EXERCISE BRIEF: Give an exact copy of the line that has "can u box the arched" and of every line below it, through the last, with nothing else.

Image-backed grounding data:
---------------
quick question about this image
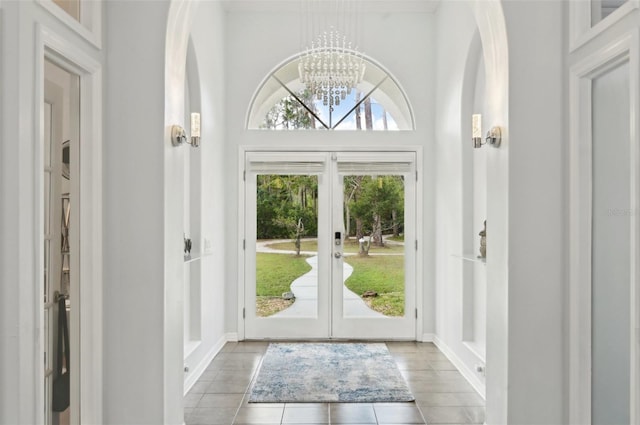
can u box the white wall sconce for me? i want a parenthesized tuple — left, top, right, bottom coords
(472, 114, 502, 148)
(171, 112, 201, 147)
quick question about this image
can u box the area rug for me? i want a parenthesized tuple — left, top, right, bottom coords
(248, 342, 414, 403)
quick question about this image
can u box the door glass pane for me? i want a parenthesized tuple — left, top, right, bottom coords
(44, 58, 78, 424)
(591, 61, 630, 424)
(255, 174, 319, 318)
(342, 175, 405, 317)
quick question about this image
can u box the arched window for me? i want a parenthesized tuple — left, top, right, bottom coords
(247, 54, 415, 131)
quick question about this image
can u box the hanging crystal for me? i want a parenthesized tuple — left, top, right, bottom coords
(298, 27, 365, 111)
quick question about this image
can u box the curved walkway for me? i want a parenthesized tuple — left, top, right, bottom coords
---------------
RESULT:
can u box the arched window for me? i want a parenthesized tuple — left, top, right, bottom coords
(247, 54, 415, 131)
quick question about this image
can u box the hanging crystal for me? i want a parenthesized tuple — left, top, right, bottom coords
(298, 27, 365, 111)
quick question about this image
can u box the curved walkway for me? i want a parenthesized tuple — left, top, right, bottom coords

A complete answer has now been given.